● **What the exercise asks**: Continue the text on configuring Alfresco search with Elasticsearch from the point where it stops.

● **Document text**:
--- START ---
You can add as many data types and properties as you like by adding lines and incrementing the associated index:


alfresco.cross.locale.datatype.0={http://www.alfresco.org/model/dictionary/1.0}text
alfresco.cross.locale.datatype.1={http://www.alfresco.org/model/dictionary/1.0}content
alfresco.cross.locale.datatype.2={http://www.alfresco.org/model/dictionary/1.0}mltext
alfresco.cross.locale.property.0={http://www.alfresco.org/model/content/1.0}content

To overwrite this configuration when using Docker compose you can mount this file as an external volume. The following sample describes a local configuration to be applied to the Elasticsearch Search Subsystem when using Docker compose:


services:
  alfresco:
    volumes:
      - ./exactTermSearch.properties:/usr/local/tomcat/webapps/alfresco/WEB-INF/classes/alfresco/search/elasticsearch/config/exactTermSearch.properties

Note: Once complete you must perform a re-index. It is recommended you enable the exact term feature before you start creating an index.

Alfresco Elasticsearch connector

Indexing is provided by a Spring boot application called the Elasticsearch connector. This application contains two main components that build and maintain the index in Elasticsearch.

Live Indexing: Metadata, and Content and Permissions from Alfresco Repository are consumed using ActiveMQ messages so they can be indexed in the Elasticsearch server. The information created and updated in the Alfresco Repository is not immediately available in Elasticsearch, because it takes time to process the messages coming from the Alfresco Repository. The previous Eventual consistency approach, based on transactions and used for Solr deployments, has been replaced by this new approach based on ActiveMQ messages.
Re-indexing: Indexing the information of a pre-populated Alfresco Repository or catching up with Alfresco Repositories that have missed some ActiveMQ messages is provided by the re-indexing component. Metadata and Permissions from the Alfresco Repository is retrieved using a direct JDBC connection to the Alfresco Database. Note: Only PostgreSQL is supported. The re-indexing application also generates content indexing messages in ActiveMQ in order to get the content indexed. It may take some time to process all these requests after the re-indexing application has finished.

New Repository

When creating a new Alfresco Repository you must use the Elasticsearch connector applications in the following sequence:

Start the Content Services Stack, including the Elasticsearch connector live indexing services, and the Elasticsearch server.
--- END ---
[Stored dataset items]
--- START ---
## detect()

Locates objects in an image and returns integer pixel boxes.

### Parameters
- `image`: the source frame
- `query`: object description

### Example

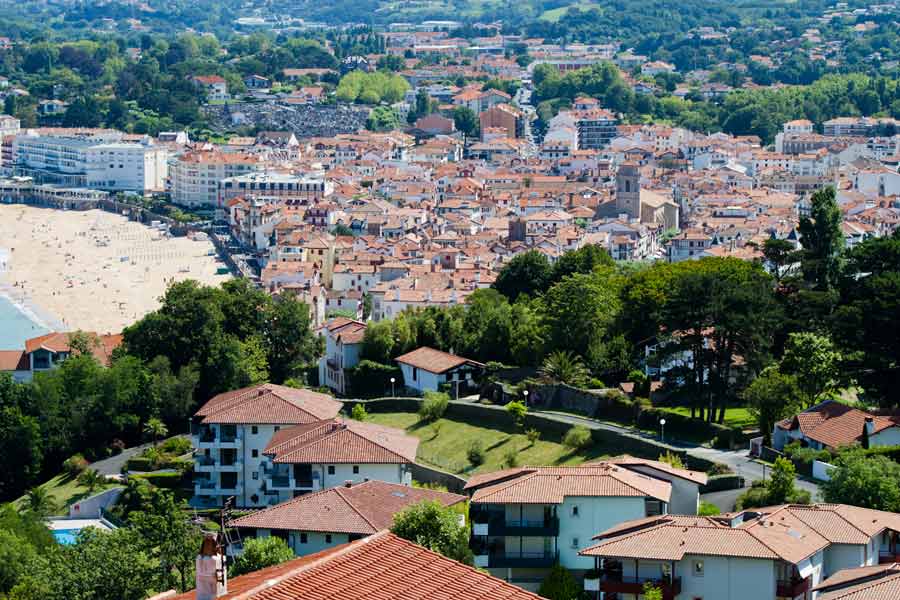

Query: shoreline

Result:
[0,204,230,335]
--- END ---
--- START ---
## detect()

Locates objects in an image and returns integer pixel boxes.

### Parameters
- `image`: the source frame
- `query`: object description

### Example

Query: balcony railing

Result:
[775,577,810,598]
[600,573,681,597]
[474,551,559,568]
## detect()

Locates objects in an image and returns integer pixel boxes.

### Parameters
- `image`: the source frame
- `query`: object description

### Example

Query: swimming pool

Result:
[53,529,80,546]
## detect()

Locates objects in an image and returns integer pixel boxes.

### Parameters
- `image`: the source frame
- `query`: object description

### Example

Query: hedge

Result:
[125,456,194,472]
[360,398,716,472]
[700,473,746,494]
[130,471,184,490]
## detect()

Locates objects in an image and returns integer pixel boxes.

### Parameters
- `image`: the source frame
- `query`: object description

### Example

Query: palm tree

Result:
--- END ---
● **Written answer**:
Configure the Elasticsearch connector re-indexing app to point to the database, the Elasticsearch server, and the ActiveMQ server.
Run the re-indexing app from the command line replacing the connection details as appropriate:


$ java -jar alfresco-elasticsearch-reindexing-3.1.0-app.jar \
--alfresco.reindex.jobName=reindexByIds \
--spring.elasticsearch.rest.uris=http://localhost:9200 \
--spring.datasource.url=jdbc:postgresql://localhost:5432/alfresco \
--spring.datasource.username=alfresco \
--spring.datasource.password=alfresco \
--spring.activemq.broker-url=tcp://localhost:61616?jms.useAsyncSend=true \
--alfresco.reindex.prefixes-file=file:reindex.prefixes-file.json

When completed successfully you will see:


o.s.batch.core.step.AbstractStep         : Step: [reindexByIdsStep] executed in 4s952ms
o.a.r.w.ElasticsearchRepoEventItemWriter : Total indexed documents:: 845
o.a.r.listeners.JobLifecycleListener     : Current Status: COMPLETED

Once the command has completed, metadata and permissions from the out-of-the-box repository nodes are indexed in the Elasticsearch server. Additionally, the Elasticsearch connector live indexer will add existing content, the new metadata, permissions, and new content when nodes are created, updated or deleted.

Existing Repository

When using a pre-populated Alfresco Repository, use the Elasticsearch connector applications in the following sequence:

Ensure the Content Services Stack with SOLR, which is configured as the search subsystem, is running.
Start the Elasticsearch server.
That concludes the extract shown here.